WRITTEN REQUEST: Edit the passage of the LED lighting thread from "# Cheap low-tech" to "love it so far." by replacing "aluminium" with "plastic".

QUOTED TEXT:

# Cheap low-tech LED lighting for tanks with lids.



## ForestDave (2 Jul 2021)

Hi.
Any recommendations on a cheap low-tech LED light that can cope with being under an aquarium lid. There's quite a bit of condensation there so I wasn't sure if the aluminium cased units could cope? 
My tank needs to be super low tech with just a few crypts/some moss growing as it's not my main tank and I don't need too much extra work. I had to evict my rabbit snails from my main tank as they seemed to hate the substrate/temperature/lighting and daily ph drop when the CO2 kicked in. I bought a 60l tank second hand and they seem to love it so far.
Cheers!


----------



## oreo57 (2 Jul 2021)

waterproof aquarium led - Google Search

Off the top of my head. Would need to work out size and number of units but these little underwater leds should work fine
Things like fluvals are water proof but not exactly inexpensive


> Fluval Plant 3.0 Spectrum Bluetooth LED Aquarium Lighting
> May 12, 2020 — Featuring FluvalSmart App technology, the light offers a variety of ... and humidity intrusion in conjunction with the light's IP67 waterproof rating.[/ quote]


----------



## John q (2 Jul 2021)

EXCERPTED DATA:

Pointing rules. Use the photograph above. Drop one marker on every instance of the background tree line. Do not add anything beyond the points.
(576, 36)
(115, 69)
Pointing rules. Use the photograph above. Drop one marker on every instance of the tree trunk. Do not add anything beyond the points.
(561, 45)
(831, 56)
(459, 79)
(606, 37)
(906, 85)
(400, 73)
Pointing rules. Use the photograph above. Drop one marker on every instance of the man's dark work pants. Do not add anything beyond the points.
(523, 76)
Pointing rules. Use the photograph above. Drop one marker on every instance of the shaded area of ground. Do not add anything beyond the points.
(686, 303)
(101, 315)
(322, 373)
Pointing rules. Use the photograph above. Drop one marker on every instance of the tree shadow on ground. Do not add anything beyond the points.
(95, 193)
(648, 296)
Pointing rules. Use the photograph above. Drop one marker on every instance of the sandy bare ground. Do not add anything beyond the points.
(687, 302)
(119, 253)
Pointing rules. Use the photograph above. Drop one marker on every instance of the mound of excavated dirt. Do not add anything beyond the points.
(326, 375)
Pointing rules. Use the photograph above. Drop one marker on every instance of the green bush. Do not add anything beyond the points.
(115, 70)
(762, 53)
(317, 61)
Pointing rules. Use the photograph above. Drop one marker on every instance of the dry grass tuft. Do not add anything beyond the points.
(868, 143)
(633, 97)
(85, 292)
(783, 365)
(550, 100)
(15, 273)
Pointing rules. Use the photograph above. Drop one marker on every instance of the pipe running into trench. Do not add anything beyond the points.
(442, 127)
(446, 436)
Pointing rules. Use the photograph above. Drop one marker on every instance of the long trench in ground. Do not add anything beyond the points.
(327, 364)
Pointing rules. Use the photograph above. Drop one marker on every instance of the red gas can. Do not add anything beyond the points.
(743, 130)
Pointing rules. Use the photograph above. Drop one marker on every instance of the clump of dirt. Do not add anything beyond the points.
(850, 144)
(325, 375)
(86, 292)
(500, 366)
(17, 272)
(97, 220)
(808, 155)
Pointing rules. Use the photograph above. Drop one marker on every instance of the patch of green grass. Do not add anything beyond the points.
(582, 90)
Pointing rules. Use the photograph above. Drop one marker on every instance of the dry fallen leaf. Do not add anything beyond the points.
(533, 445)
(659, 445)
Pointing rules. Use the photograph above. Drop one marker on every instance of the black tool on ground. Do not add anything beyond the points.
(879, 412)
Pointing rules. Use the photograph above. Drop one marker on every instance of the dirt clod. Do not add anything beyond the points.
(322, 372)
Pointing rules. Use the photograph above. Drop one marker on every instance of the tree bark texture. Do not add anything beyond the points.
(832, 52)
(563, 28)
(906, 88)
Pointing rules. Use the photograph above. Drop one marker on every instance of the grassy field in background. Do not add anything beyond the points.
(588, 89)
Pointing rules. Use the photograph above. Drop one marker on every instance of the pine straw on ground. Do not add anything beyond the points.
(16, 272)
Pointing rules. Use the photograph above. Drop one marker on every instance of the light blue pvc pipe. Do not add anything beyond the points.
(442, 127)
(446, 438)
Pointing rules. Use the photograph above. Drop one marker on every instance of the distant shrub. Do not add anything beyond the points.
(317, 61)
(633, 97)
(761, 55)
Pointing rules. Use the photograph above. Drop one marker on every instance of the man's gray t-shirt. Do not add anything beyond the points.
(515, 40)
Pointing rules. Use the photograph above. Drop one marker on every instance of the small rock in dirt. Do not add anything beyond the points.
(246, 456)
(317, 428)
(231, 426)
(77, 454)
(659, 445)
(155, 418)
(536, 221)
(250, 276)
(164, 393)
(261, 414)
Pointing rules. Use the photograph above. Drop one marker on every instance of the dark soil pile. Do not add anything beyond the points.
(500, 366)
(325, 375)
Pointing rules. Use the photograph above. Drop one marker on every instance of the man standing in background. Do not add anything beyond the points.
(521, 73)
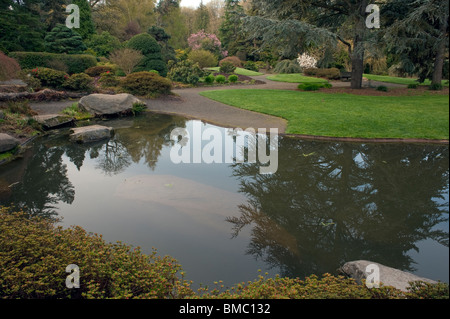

COMPLETE ANSWER:
# Cheap low-tech LED lighting for tanks with lids.



## ForestDave (2 Jul 2021)

Hi.
Any recommendations on a cheap low-tech LED light that can cope with being under an aquarium lid. There's quite a bit of condensation there so I wasn't sure if the plastic cased units could cope? 
My tank needs to be super low tech with just a few crypts/some moss growing as it's not my main tank and I don't need too much extra work. I had to evict my rabbit snails from my main tank as they seemed to hate the substrate/temperature/lighting and daily ph drop when the CO2 kicked in. I bought a 60l tank second hand and they seem to love it so far.